WHAT IS ASKED: Show each line of the records that contains the word "person", treating uppercase and lowercase letters as different.

MATERIAL FOR THIS EXERCISE:
———

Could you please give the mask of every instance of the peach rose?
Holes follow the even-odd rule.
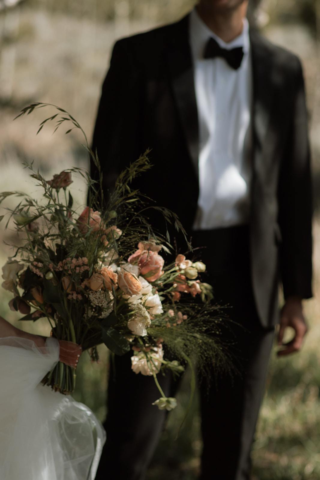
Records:
[[[96,272],[93,274],[89,279],[90,287],[91,290],[97,291],[103,287],[103,277],[100,273]]]
[[[164,264],[164,260],[156,252],[146,251],[142,252],[138,263],[141,275],[148,282],[154,282],[163,274]]]
[[[4,280],[2,284],[2,288],[14,293],[16,290],[15,287],[18,280],[17,274],[23,268],[23,265],[20,264],[16,260],[12,260],[9,257],[5,265],[2,267],[2,278]]]
[[[134,253],[130,255],[128,261],[131,264],[134,264],[140,258],[142,253],[148,254],[150,252],[155,252],[157,253],[162,248],[161,245],[154,245],[154,243],[143,243],[140,241],[138,244],[138,250]]]
[[[173,292],[172,300],[174,301],[179,301],[181,298],[181,293],[180,292]]]
[[[138,295],[142,288],[142,285],[138,278],[123,268],[118,275],[118,280],[119,288],[127,295]]]
[[[30,306],[27,303],[26,303],[24,300],[23,300],[20,297],[16,297],[15,298],[10,300],[9,305],[11,310],[12,310],[12,312],[16,312],[16,309],[13,306],[15,300],[17,304],[17,308],[18,308],[18,312],[20,312],[23,315],[27,315],[28,313],[30,313],[31,310]]]
[[[116,273],[107,268],[107,267],[104,267],[99,273],[101,274],[102,276],[104,285],[107,290],[111,291],[112,290],[112,285],[115,288],[117,288],[118,275]]]
[[[85,235],[88,230],[93,232],[103,230],[104,224],[101,220],[99,212],[94,212],[93,209],[86,207],[76,221],[77,226],[82,233]]]
[[[197,280],[195,282],[192,282],[191,286],[189,287],[190,293],[192,297],[195,297],[198,293],[201,293],[200,283],[200,281]]]
[[[43,295],[40,287],[34,287],[33,288],[30,288],[30,293],[35,299],[32,300],[33,303],[35,305],[36,305],[36,302],[43,303]]]
[[[70,172],[63,171],[54,175],[52,180],[48,180],[47,183],[52,188],[59,189],[66,188],[72,182]]]
[[[182,292],[184,293],[189,293],[190,292],[189,287],[186,282],[187,279],[184,275],[178,275],[176,279],[177,287],[176,289],[178,292]]]
[[[138,244],[138,248],[142,251],[150,250],[150,252],[155,252],[158,253],[162,248],[162,245],[154,245],[154,243],[143,243],[142,242],[140,241]]]

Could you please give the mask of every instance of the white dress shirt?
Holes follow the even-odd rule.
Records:
[[[237,70],[220,57],[204,59],[210,36],[223,48],[242,47]],[[190,14],[190,37],[199,128],[199,197],[193,228],[207,229],[247,223],[251,168],[245,149],[250,134],[252,73],[249,24],[225,43],[202,22],[195,9]],[[246,150],[246,151],[245,151]]]

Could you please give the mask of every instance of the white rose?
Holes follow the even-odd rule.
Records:
[[[161,300],[157,293],[148,297],[144,302],[144,306],[148,307],[149,312],[151,315],[163,313]]]
[[[123,295],[124,298],[128,299],[129,303],[132,303],[133,305],[141,303],[142,297],[142,295],[132,295],[132,297],[130,295]]]
[[[128,328],[131,330],[134,335],[145,336],[147,335],[145,324],[139,319],[129,320],[128,322]]]
[[[156,373],[158,373],[161,368],[160,360],[163,360],[163,350],[162,346],[158,347],[155,351],[150,352],[153,357],[152,364],[148,365],[147,359],[143,352],[136,352],[133,357],[131,357],[131,368],[135,373],[142,373],[142,375],[153,375],[153,370]],[[157,360],[157,359],[159,359]]]
[[[188,268],[189,267],[190,267],[192,264],[192,262],[191,260],[184,260],[183,262],[181,262],[180,265],[179,265],[179,268],[180,270],[184,270],[185,268]]]
[[[15,292],[18,272],[23,270],[24,266],[21,265],[16,260],[12,260],[9,257],[5,265],[2,267],[2,278],[4,280],[2,286],[5,290],[10,292]]]
[[[151,285],[147,280],[144,278],[143,276],[140,276],[139,277],[140,283],[142,285],[142,288],[140,290],[141,294],[142,295],[147,295],[152,291],[152,285]]]
[[[205,272],[206,266],[203,262],[196,262],[192,266],[196,268],[198,272]]]

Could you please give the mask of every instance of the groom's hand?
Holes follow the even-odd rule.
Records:
[[[286,327],[293,328],[295,335],[290,342],[283,343],[284,335]],[[278,351],[278,356],[288,355],[300,350],[307,331],[308,327],[302,312],[301,299],[297,297],[289,297],[281,311],[278,345],[282,348]]]

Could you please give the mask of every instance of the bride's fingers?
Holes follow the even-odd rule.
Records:
[[[78,365],[80,355],[82,353],[82,348],[73,342],[68,342],[65,340],[59,340],[60,354],[59,360],[70,367],[76,368]]]

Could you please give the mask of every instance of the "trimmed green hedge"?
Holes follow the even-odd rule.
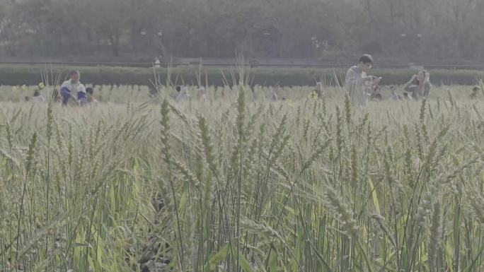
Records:
[[[86,83],[145,85],[155,82],[153,69],[134,67],[68,67],[50,66],[0,65],[0,85],[36,85],[42,81],[42,73],[47,74],[50,81],[62,74],[64,80],[69,71],[81,71],[81,81]],[[247,71],[247,70],[246,70]],[[484,78],[484,71],[470,70],[431,70],[431,81],[434,85],[475,84],[478,78]],[[159,82],[165,84],[168,70],[156,69]],[[238,81],[238,72],[236,69],[203,67],[176,67],[170,69],[173,84],[198,84],[222,85],[226,82]],[[410,69],[375,69],[371,73],[383,78],[382,84],[403,84],[408,81],[415,71]],[[223,76],[222,76],[223,75]],[[295,68],[255,68],[250,70],[251,85],[314,85],[322,81],[328,84],[341,83],[344,78],[342,69],[318,69]]]

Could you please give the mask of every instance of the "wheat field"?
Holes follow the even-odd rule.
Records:
[[[176,103],[121,86],[88,108],[2,88],[2,271],[484,268],[484,99],[468,87],[364,109],[337,88]]]

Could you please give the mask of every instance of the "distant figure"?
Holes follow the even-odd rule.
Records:
[[[61,85],[61,96],[62,96],[62,105],[67,106],[70,99],[76,100],[77,90],[81,83],[81,73],[79,71],[71,71],[69,73],[70,79],[64,81]]]
[[[175,101],[182,102],[188,99],[188,94],[187,93],[187,88],[185,87],[176,86],[176,97]]]
[[[57,103],[60,100],[60,95],[59,95],[59,90],[57,89],[54,89],[52,99],[52,102],[54,103]]]
[[[374,82],[376,82],[375,77],[372,76],[373,79],[372,81]],[[380,78],[381,79],[381,78]],[[381,88],[379,85],[375,84],[371,88],[371,97],[372,100],[376,100],[376,101],[381,101],[381,99],[383,98],[381,95]]]
[[[472,93],[471,94],[471,99],[474,100],[477,99],[477,95],[479,92],[479,87],[475,86],[472,88]]]
[[[364,54],[358,60],[358,64],[346,72],[345,85],[354,105],[367,106],[374,86],[380,83],[381,78],[367,76],[367,72],[372,66],[373,57]]]
[[[87,93],[88,102],[89,104],[98,102],[98,100],[94,98],[94,90],[92,88],[86,88],[86,93]]]
[[[81,107],[87,106],[88,104],[86,87],[83,84],[79,84],[77,87],[77,102]]]
[[[197,94],[198,99],[200,101],[207,101],[207,91],[205,90],[205,87],[201,86],[197,90]]]
[[[313,90],[316,93],[318,98],[323,97],[323,84],[321,82],[316,83],[316,88]]]
[[[34,96],[32,97],[32,101],[34,102],[45,102],[45,98],[40,94],[40,92],[39,92],[39,90],[35,89],[34,90]]]
[[[431,88],[430,73],[425,70],[422,70],[416,75],[412,76],[412,78],[407,82],[403,89],[412,95],[412,98],[417,100],[422,96],[428,96]]]
[[[279,93],[279,84],[276,84],[272,88],[272,95],[270,98],[272,101],[277,101],[277,93]]]
[[[412,98],[412,95],[409,95],[408,93],[403,93],[403,97],[408,101],[413,100],[413,98]]]
[[[159,59],[158,57],[156,57],[154,59],[155,68],[160,68],[161,64],[161,61],[160,61],[160,59]]]
[[[390,97],[391,100],[399,101],[402,100],[401,95],[400,95],[395,91],[395,86],[390,86],[390,93],[391,93],[391,96]]]

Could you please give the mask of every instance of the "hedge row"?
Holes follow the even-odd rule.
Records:
[[[86,83],[144,85],[151,85],[155,82],[153,69],[133,67],[68,67],[50,66],[8,66],[0,65],[0,85],[36,85],[42,81],[42,74],[48,75],[49,80],[61,75],[66,78],[72,69],[81,71],[81,81]],[[246,70],[248,71],[248,70]],[[434,85],[473,85],[478,78],[484,78],[484,71],[471,70],[431,70],[431,81]],[[203,67],[176,67],[171,69],[157,68],[157,81],[165,84],[168,74],[171,74],[172,84],[199,84],[222,85],[231,85],[238,81],[236,69]],[[403,84],[415,71],[410,69],[374,69],[371,74],[381,76],[382,84]],[[316,81],[328,84],[341,83],[345,71],[342,69],[318,69],[294,68],[255,68],[250,70],[251,85],[314,85]],[[208,83],[208,84],[207,84]]]

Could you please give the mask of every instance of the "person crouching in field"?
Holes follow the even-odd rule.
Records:
[[[81,83],[79,79],[81,74],[79,71],[71,71],[69,73],[69,80],[64,81],[61,85],[61,96],[62,97],[62,105],[67,106],[69,100],[76,100],[77,90]]]
[[[422,96],[428,96],[431,88],[430,73],[425,70],[422,70],[412,76],[403,89],[408,93],[406,96],[410,94],[413,99],[418,100]]]
[[[374,87],[380,83],[381,78],[367,76],[367,72],[372,66],[373,57],[369,54],[364,54],[358,60],[358,64],[350,68],[347,71],[345,85],[353,105],[367,106]]]

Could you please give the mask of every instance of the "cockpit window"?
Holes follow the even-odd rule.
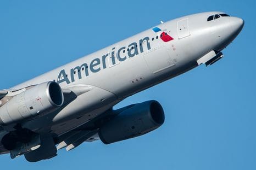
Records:
[[[210,21],[213,20],[213,15],[210,16],[207,19],[207,21]]]
[[[227,15],[227,14],[220,14],[220,16],[230,16],[229,15]]]
[[[218,19],[218,18],[219,18],[220,17],[220,16],[218,14],[216,14],[215,16],[214,16],[214,20],[216,20]]]

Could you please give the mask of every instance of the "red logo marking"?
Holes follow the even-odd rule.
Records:
[[[160,37],[161,38],[162,40],[163,40],[165,43],[174,39],[172,37],[164,32],[161,34]]]

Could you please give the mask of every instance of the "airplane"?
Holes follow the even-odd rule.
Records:
[[[8,89],[0,90],[0,154],[35,162],[84,142],[105,144],[162,125],[156,101],[113,109],[132,95],[215,63],[244,26],[224,12],[160,25]]]

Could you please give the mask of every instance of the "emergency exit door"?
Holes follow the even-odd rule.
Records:
[[[182,39],[190,36],[188,28],[188,19],[179,21],[177,22],[179,39]]]

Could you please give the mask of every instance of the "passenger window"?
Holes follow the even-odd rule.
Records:
[[[216,20],[218,19],[218,18],[219,18],[220,17],[220,15],[219,15],[218,14],[216,14],[214,16],[214,20]]]
[[[220,15],[221,16],[230,16],[229,15],[227,15],[227,14],[220,14]]]
[[[207,21],[210,21],[213,20],[213,15],[210,16],[207,19]]]

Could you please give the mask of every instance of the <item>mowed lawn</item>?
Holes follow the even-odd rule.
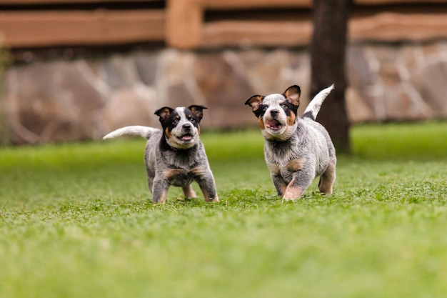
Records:
[[[144,139],[0,148],[0,297],[446,297],[447,122],[351,136],[288,202],[256,130],[202,134],[218,204],[154,206]]]

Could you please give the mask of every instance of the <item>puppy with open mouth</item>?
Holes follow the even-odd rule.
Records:
[[[154,203],[166,202],[168,189],[182,188],[185,198],[196,198],[191,183],[196,182],[206,202],[219,202],[216,183],[204,144],[199,123],[204,106],[176,109],[164,106],[155,111],[162,129],[142,126],[118,129],[103,139],[137,135],[148,139],[144,151],[148,186]]]
[[[245,104],[251,106],[264,137],[264,157],[278,196],[298,199],[320,176],[318,189],[331,194],[336,179],[336,152],[326,129],[315,119],[328,87],[312,99],[303,117],[298,116],[301,89],[293,85],[284,93],[254,95]]]

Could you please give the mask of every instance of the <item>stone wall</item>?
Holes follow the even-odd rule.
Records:
[[[447,41],[351,44],[347,70],[353,123],[447,117]],[[30,59],[5,71],[0,107],[12,144],[99,139],[126,125],[158,126],[155,109],[192,104],[209,107],[204,129],[227,129],[254,124],[243,105],[254,94],[299,84],[302,111],[309,78],[306,48]]]

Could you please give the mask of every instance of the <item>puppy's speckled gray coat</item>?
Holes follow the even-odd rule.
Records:
[[[333,86],[317,94],[303,118],[297,116],[299,86],[283,94],[255,95],[246,101],[258,117],[264,136],[264,156],[279,196],[301,197],[313,179],[321,176],[318,188],[331,194],[336,179],[336,152],[329,134],[315,121],[321,104]]]
[[[185,198],[196,197],[191,183],[196,182],[206,201],[219,202],[216,183],[204,144],[199,139],[202,106],[161,108],[163,130],[132,126],[111,132],[103,139],[134,134],[148,139],[144,151],[148,186],[155,203],[164,204],[170,186],[182,188]]]

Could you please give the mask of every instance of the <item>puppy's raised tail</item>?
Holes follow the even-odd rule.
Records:
[[[145,139],[149,139],[154,133],[160,129],[149,126],[141,126],[134,125],[131,126],[124,126],[113,131],[106,134],[102,139],[114,139],[121,136],[140,136]]]
[[[320,108],[321,107],[321,104],[326,99],[326,96],[329,95],[329,93],[334,89],[333,84],[319,91],[315,97],[309,102],[308,106],[306,108],[304,113],[303,114],[303,118],[310,118],[312,120],[315,120],[316,119],[316,115],[318,114],[318,111],[320,111]]]

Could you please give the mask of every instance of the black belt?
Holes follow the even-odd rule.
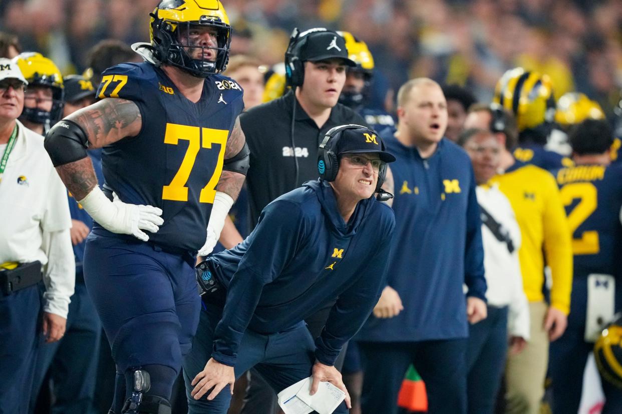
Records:
[[[22,263],[15,269],[0,271],[0,288],[4,295],[35,285],[41,281],[41,262]]]

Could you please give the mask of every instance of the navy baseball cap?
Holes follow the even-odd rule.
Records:
[[[384,151],[384,143],[376,131],[361,126],[353,125],[341,132],[341,136],[335,143],[337,155],[341,154],[360,154],[374,153],[378,154],[384,163],[392,163],[395,157]]]
[[[88,96],[95,97],[95,88],[91,81],[79,74],[70,74],[63,78],[65,84],[65,100],[75,102]]]
[[[347,66],[356,66],[356,63],[348,57],[345,39],[337,32],[317,27],[300,34],[301,40],[305,37],[307,39],[299,56],[300,61],[317,62],[339,58]]]

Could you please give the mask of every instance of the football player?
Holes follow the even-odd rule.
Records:
[[[223,5],[164,0],[150,16],[151,43],[134,45],[146,61],[105,71],[100,100],[45,138],[95,222],[84,276],[117,366],[116,413],[170,413],[198,322],[197,251],[215,245],[248,167],[242,90],[220,74],[231,42]],[[103,146],[102,191],[86,149]]]
[[[63,115],[63,75],[54,62],[41,53],[25,52],[13,61],[28,81],[19,120],[26,128],[45,135]]]
[[[622,310],[622,166],[610,165],[613,134],[604,120],[587,119],[570,135],[576,166],[554,171],[572,235],[574,276],[568,328],[550,345],[553,412],[579,408],[588,356]],[[622,390],[603,383],[603,412],[622,412]]]
[[[493,101],[516,119],[518,146],[513,152],[517,160],[545,169],[572,164],[569,158],[544,149],[555,119],[549,76],[522,68],[508,70],[497,82]]]

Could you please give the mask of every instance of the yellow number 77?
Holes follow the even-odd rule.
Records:
[[[108,87],[111,82],[118,82],[119,84],[116,86],[114,89],[113,89],[113,92],[108,95],[109,97],[119,97],[119,91],[121,91],[121,88],[125,86],[125,84],[128,83],[128,75],[126,74],[107,74],[101,78],[101,81],[104,83],[104,86],[101,88],[101,92],[100,92],[99,98],[103,99],[106,97],[106,88]]]
[[[202,203],[214,202],[214,197],[216,197],[216,184],[218,183],[220,173],[223,171],[225,148],[226,146],[228,135],[229,131],[225,129],[200,128],[198,127],[178,124],[167,124],[166,131],[164,133],[165,144],[177,145],[179,143],[179,140],[187,140],[189,143],[177,174],[173,177],[170,184],[164,186],[162,189],[162,199],[188,201],[188,187],[185,186],[186,182],[190,176],[190,172],[194,166],[195,160],[197,159],[197,155],[198,154],[200,147],[211,148],[212,144],[220,144],[218,160],[214,168],[214,172],[210,181],[201,190],[198,199],[199,202]]]

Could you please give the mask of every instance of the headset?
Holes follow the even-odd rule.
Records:
[[[339,172],[339,158],[336,152],[337,143],[341,139],[341,133],[347,129],[363,128],[369,130],[369,128],[355,124],[350,124],[345,125],[334,127],[328,130],[324,136],[324,139],[320,144],[320,149],[317,157],[317,171],[320,173],[320,178],[327,181],[334,181],[337,178],[337,173]],[[380,140],[380,149],[384,151],[384,143]],[[378,169],[378,181],[376,184],[375,192],[378,193],[378,199],[381,200],[388,200],[392,198],[393,195],[381,189],[384,183],[384,179],[387,175],[387,164],[383,163]],[[385,194],[389,194],[391,197],[386,198]]]

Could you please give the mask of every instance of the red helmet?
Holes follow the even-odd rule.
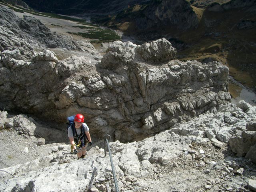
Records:
[[[83,115],[81,115],[81,114],[76,114],[76,116],[75,116],[74,121],[76,121],[77,122],[82,122],[82,123],[83,123],[84,122],[84,116]]]

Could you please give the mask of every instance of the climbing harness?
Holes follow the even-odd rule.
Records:
[[[117,183],[117,180],[116,179],[116,171],[115,170],[115,167],[114,167],[114,164],[113,163],[113,160],[112,159],[112,156],[111,155],[111,152],[110,151],[110,147],[109,146],[109,143],[108,143],[108,139],[109,140],[110,140],[110,139],[111,138],[111,137],[110,137],[110,135],[105,135],[105,136],[104,136],[104,139],[102,140],[100,140],[100,141],[98,141],[98,142],[96,142],[96,143],[95,143],[95,144],[92,144],[91,146],[90,146],[90,147],[88,147],[87,148],[87,149],[83,149],[82,150],[81,150],[80,151],[79,151],[80,152],[83,151],[84,150],[86,150],[86,149],[87,150],[89,150],[90,148],[91,148],[92,147],[94,147],[97,144],[100,143],[102,142],[104,142],[104,151],[105,152],[105,157],[106,157],[107,155],[107,153],[106,153],[106,148],[107,147],[106,147],[106,143],[107,144],[106,146],[108,148],[108,154],[109,155],[109,158],[110,159],[110,164],[111,164],[111,168],[112,168],[112,174],[113,174],[113,176],[114,177],[114,182],[115,183],[115,187],[116,188],[116,192],[119,192],[119,188],[118,188],[118,186]],[[72,148],[72,146],[71,146],[71,147]],[[67,156],[68,156],[68,154],[73,154],[72,153],[65,153],[65,152],[62,152],[62,154],[63,155],[64,157],[66,159],[66,157],[67,157]],[[94,176],[95,174],[95,173],[96,172],[96,167],[95,167],[94,168],[94,169],[93,170],[93,171],[92,172],[92,178],[91,178],[91,180],[90,181],[90,183],[89,183],[89,188],[91,188],[91,187],[92,187],[92,181],[93,180],[93,177],[94,177]],[[91,182],[92,183],[91,183]]]

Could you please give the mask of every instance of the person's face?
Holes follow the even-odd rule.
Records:
[[[83,123],[82,122],[78,122],[77,121],[75,121],[75,125],[76,127],[80,127],[82,125],[82,124]]]

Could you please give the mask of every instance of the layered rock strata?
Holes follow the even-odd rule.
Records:
[[[176,49],[164,38],[115,42],[101,60],[87,43],[84,56],[59,60],[50,50],[35,51],[20,31],[9,28],[0,28],[7,37],[0,54],[2,108],[59,122],[80,112],[92,133],[126,142],[216,112],[231,100],[227,67],[175,60]]]

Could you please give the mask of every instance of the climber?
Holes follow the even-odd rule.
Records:
[[[84,158],[88,142],[89,146],[92,144],[89,128],[84,123],[84,116],[77,114],[74,116],[74,122],[68,129],[68,136],[71,144],[72,151],[77,154],[78,159]]]

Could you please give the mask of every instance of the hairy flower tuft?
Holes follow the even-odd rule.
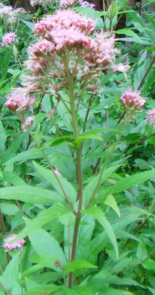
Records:
[[[129,88],[120,97],[127,120],[134,118],[135,114],[140,112],[146,102],[145,100],[140,96],[141,94],[139,90],[133,90]]]
[[[5,105],[10,111],[14,113],[20,113],[23,115],[34,103],[34,99],[26,95],[26,88],[20,87],[7,96]]]
[[[9,251],[11,251],[13,249],[16,249],[17,248],[22,248],[23,245],[25,242],[25,240],[23,239],[19,240],[18,241],[17,241],[17,242],[13,242],[12,243],[9,244],[9,242],[11,242],[11,241],[18,236],[18,234],[11,235],[4,240],[4,243],[3,244],[2,247],[5,248],[5,252],[8,252]]]
[[[26,125],[26,126],[27,126],[28,127],[31,126],[35,118],[35,116],[30,116],[30,117],[28,117],[26,118],[24,122],[24,124],[23,124],[21,126],[21,128],[23,130],[23,132],[25,132],[26,131],[26,129],[25,125]]]
[[[2,37],[1,45],[5,47],[8,46],[10,44],[13,43],[17,36],[15,33],[13,32],[7,33]]]
[[[149,122],[150,125],[152,125],[155,127],[155,108],[150,109],[146,112],[148,116],[145,121]]]

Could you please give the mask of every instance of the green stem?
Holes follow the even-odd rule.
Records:
[[[29,134],[31,135],[31,136],[32,138],[33,139],[33,140],[35,142],[37,145],[38,146],[40,146],[38,142],[37,141],[36,141],[36,138],[35,138],[35,137],[32,134],[32,133],[30,131],[29,128],[27,126],[25,125],[24,120],[22,120],[22,119],[21,119],[21,118],[20,118],[20,121],[22,122],[22,123],[24,124],[26,129],[28,130],[28,131],[29,132]],[[64,191],[64,189],[63,188],[63,187],[62,186],[61,184],[61,182],[59,180],[59,179],[57,176],[56,175],[56,174],[54,172],[54,169],[53,168],[52,165],[51,165],[51,162],[50,160],[50,159],[49,159],[48,157],[47,156],[46,156],[46,155],[45,154],[45,153],[44,152],[44,151],[42,150],[41,150],[41,151],[42,151],[42,154],[43,155],[43,156],[44,156],[44,158],[45,159],[45,160],[46,161],[47,163],[48,163],[49,165],[50,168],[51,170],[52,171],[52,172],[53,172],[54,175],[54,176],[55,176],[55,177],[57,181],[58,181],[58,183],[60,186],[60,187],[61,188],[61,190],[65,197],[66,199],[68,204],[69,205],[69,206],[71,208],[71,209],[73,210],[74,214],[75,214],[75,215],[77,215],[77,213],[76,212],[76,211],[75,211],[73,205],[72,205],[69,200],[68,199],[67,196],[67,195],[66,193],[65,193],[65,192]]]
[[[98,181],[98,183],[97,183],[97,185],[96,185],[96,188],[95,188],[95,192],[94,192],[94,194],[93,194],[93,196],[92,197],[92,198],[91,198],[91,201],[90,201],[90,202],[87,205],[87,206],[86,206],[86,209],[87,209],[88,208],[89,208],[89,207],[91,205],[91,204],[92,203],[92,202],[93,202],[93,200],[94,200],[94,198],[95,198],[95,195],[96,195],[96,193],[97,190],[98,190],[98,188],[99,187],[99,185],[100,185],[100,181],[101,179],[101,178],[102,178],[102,174],[103,174],[103,172],[104,172],[104,169],[105,169],[105,167],[106,167],[106,164],[107,164],[107,162],[108,162],[108,159],[109,159],[109,158],[110,158],[110,156],[111,156],[111,155],[112,153],[113,153],[113,151],[115,149],[116,147],[116,146],[118,144],[118,143],[119,141],[119,140],[120,140],[120,139],[121,139],[121,137],[122,137],[122,134],[123,134],[123,132],[124,131],[124,129],[125,129],[125,128],[126,126],[126,124],[124,124],[124,126],[123,126],[123,128],[122,128],[122,130],[121,132],[120,133],[120,135],[119,135],[119,136],[118,136],[118,138],[117,138],[117,140],[116,141],[115,143],[115,144],[114,144],[114,145],[113,145],[113,147],[112,148],[112,149],[109,152],[109,154],[108,154],[108,157],[107,157],[107,159],[106,159],[106,160],[105,160],[105,162],[104,162],[104,165],[103,165],[103,166],[102,169],[102,170],[101,170],[101,173],[100,173],[100,178],[99,178],[99,181]]]
[[[81,219],[81,217],[77,216],[75,219],[74,235],[73,236],[73,240],[72,251],[72,256],[71,257],[71,261],[74,260],[75,257],[78,237],[78,236],[79,228]],[[74,273],[73,271],[70,271],[69,273],[68,285],[69,288],[69,289],[71,288],[72,286],[73,274]]]
[[[69,80],[69,96],[70,101],[71,111],[71,113],[73,130],[75,139],[78,136],[78,132],[77,124],[76,118],[76,111],[74,105],[74,88],[73,79],[74,77],[72,77],[69,70],[67,65],[65,65],[66,67],[66,73],[68,75]],[[83,198],[83,181],[81,168],[81,153],[80,146],[76,147],[77,157],[77,169],[78,170],[78,182],[79,186],[79,203],[78,209],[77,216],[76,218],[75,223],[73,239],[73,240],[71,261],[75,259],[76,250],[77,248],[78,238],[79,231],[79,228],[80,223],[81,216],[80,210],[82,208]],[[73,272],[71,271],[69,275],[69,288],[72,288],[73,280]]]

———

REPLY:
Could you please give the mask of every instance of the "person crouching in field"?
Could you please give the mask of every instance of the person's face?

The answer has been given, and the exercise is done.